_INPUT_:
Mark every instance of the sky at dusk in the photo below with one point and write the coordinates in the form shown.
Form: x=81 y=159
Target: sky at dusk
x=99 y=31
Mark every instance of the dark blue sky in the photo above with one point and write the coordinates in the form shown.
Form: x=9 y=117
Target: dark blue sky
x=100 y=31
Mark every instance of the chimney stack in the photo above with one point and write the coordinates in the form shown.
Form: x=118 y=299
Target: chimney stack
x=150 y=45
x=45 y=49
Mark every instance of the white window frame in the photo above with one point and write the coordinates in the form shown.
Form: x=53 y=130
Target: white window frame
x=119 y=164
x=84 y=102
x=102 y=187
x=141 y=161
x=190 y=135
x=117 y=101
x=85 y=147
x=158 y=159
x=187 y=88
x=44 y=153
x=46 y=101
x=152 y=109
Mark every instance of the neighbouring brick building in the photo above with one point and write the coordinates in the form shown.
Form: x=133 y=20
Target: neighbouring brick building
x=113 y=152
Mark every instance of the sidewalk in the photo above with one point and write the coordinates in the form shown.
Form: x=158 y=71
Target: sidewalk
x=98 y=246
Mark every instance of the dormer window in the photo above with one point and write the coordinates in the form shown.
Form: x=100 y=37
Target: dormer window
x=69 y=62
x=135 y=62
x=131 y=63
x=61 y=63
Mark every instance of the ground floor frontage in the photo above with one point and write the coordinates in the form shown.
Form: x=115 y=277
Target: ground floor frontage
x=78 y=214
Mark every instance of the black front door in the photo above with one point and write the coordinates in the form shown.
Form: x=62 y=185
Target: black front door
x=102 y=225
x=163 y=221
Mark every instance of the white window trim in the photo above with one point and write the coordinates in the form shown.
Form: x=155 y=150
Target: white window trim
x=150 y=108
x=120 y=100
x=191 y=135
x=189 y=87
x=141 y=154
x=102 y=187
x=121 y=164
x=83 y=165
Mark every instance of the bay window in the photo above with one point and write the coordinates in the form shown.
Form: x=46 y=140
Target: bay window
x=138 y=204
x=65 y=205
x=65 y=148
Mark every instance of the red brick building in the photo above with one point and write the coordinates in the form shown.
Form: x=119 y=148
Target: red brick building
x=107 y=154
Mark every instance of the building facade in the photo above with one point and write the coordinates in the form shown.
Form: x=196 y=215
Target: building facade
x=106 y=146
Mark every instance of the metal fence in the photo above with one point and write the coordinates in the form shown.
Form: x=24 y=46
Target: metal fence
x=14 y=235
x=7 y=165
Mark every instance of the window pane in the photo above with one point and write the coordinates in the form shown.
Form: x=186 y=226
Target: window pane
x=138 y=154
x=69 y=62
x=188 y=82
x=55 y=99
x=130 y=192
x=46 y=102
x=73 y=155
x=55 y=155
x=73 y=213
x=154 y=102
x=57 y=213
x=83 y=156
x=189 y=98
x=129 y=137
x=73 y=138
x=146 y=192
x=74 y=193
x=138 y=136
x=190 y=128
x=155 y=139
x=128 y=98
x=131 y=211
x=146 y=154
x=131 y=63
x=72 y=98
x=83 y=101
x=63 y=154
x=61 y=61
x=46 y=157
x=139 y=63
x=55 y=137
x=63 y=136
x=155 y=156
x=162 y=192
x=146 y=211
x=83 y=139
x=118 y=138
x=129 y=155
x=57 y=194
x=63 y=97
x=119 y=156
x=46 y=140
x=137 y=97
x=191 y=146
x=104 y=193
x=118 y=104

_WORK TO COMPLETE_: All entries must be repeated verbatim.

_RESULT FOR THIS TASK_:
Mark every instance of the sky at dusk in the photo below with one point and write the coordinates in the form shown.
Form: x=81 y=159
Target: sky at dusk
x=99 y=31
Mark every instance of the dark blue sky in the photo above with one point and write the coordinates in the form shown.
Form: x=9 y=117
Target: dark blue sky
x=100 y=31
Mark every instance of the chimney stack in the photo above with one point and write the coordinates in the form shown.
Form: x=118 y=299
Target: chimney stack
x=150 y=45
x=45 y=49
Mark every instance of the white window frame in the photo above with one point and write the coordinates in the form shown.
Form: x=53 y=130
Target: white window frame
x=119 y=164
x=84 y=102
x=102 y=187
x=141 y=161
x=190 y=135
x=117 y=101
x=85 y=147
x=158 y=159
x=187 y=88
x=44 y=153
x=46 y=101
x=152 y=109
Mark every instance of the neighbouring brick building in the photo above with one point and write the coordinates in the form shown.
Form: x=133 y=20
Target: neighbouring brick building
x=113 y=152
Mark every instance of the sidewalk in the photo above with one point and write the coordinates in the form shown.
Form: x=158 y=71
Target: sidewalk
x=98 y=246
Mark every instance of the dormer window in the photo above with one point and write the coordinates in the form shown.
Form: x=100 y=37
Target: dormer window
x=69 y=62
x=135 y=62
x=131 y=63
x=61 y=63
Mark every instance of the ground floor frontage in the photo above with one point and write the coordinates in the form shown.
Form: x=115 y=277
Target: ground floor frontage
x=78 y=214
Mark every instance of the black front door in the photo above with one point and write the coordinates in the form shown.
Form: x=62 y=185
Target: black front door
x=102 y=225
x=163 y=221
Mark every instance of the white window trim in the photo above with one point and write the coordinates in the form shown.
Form: x=155 y=150
Target: white window trim
x=150 y=108
x=120 y=100
x=191 y=135
x=189 y=87
x=141 y=154
x=102 y=187
x=121 y=164
x=83 y=165
Mark every instance of the bay window in the photo above with one point and write the coordinates in the form shown.
Form: x=46 y=140
Target: bay window
x=138 y=204
x=65 y=205
x=65 y=148
Mark every instance of the red brick building in the photo above with one point and write the coordinates in the form shown.
Form: x=119 y=148
Target: red brick building
x=107 y=154
Mark every instance of the building facade in the photo above with one point and write the coordinates in the form shown.
Form: x=196 y=215
Target: building facade
x=106 y=146
Mark every instance of the metal fence in the photo above with one point and write the coordinates in the form shown.
Form: x=24 y=46
Target: metal fence
x=14 y=235
x=7 y=165
Mark every instance of the window pane in the photo above with one point and write the coordinates in the form shown.
Form: x=186 y=226
Target: window pane
x=138 y=154
x=69 y=62
x=188 y=82
x=55 y=99
x=130 y=192
x=46 y=102
x=73 y=155
x=55 y=155
x=73 y=213
x=154 y=102
x=57 y=213
x=83 y=156
x=189 y=98
x=129 y=137
x=73 y=138
x=146 y=192
x=74 y=193
x=138 y=136
x=190 y=128
x=155 y=139
x=128 y=98
x=131 y=211
x=146 y=154
x=131 y=63
x=72 y=98
x=83 y=101
x=63 y=154
x=61 y=61
x=46 y=157
x=139 y=63
x=55 y=137
x=63 y=136
x=155 y=156
x=162 y=192
x=146 y=211
x=83 y=139
x=118 y=138
x=129 y=155
x=57 y=194
x=63 y=97
x=119 y=156
x=46 y=140
x=137 y=97
x=191 y=146
x=104 y=193
x=118 y=104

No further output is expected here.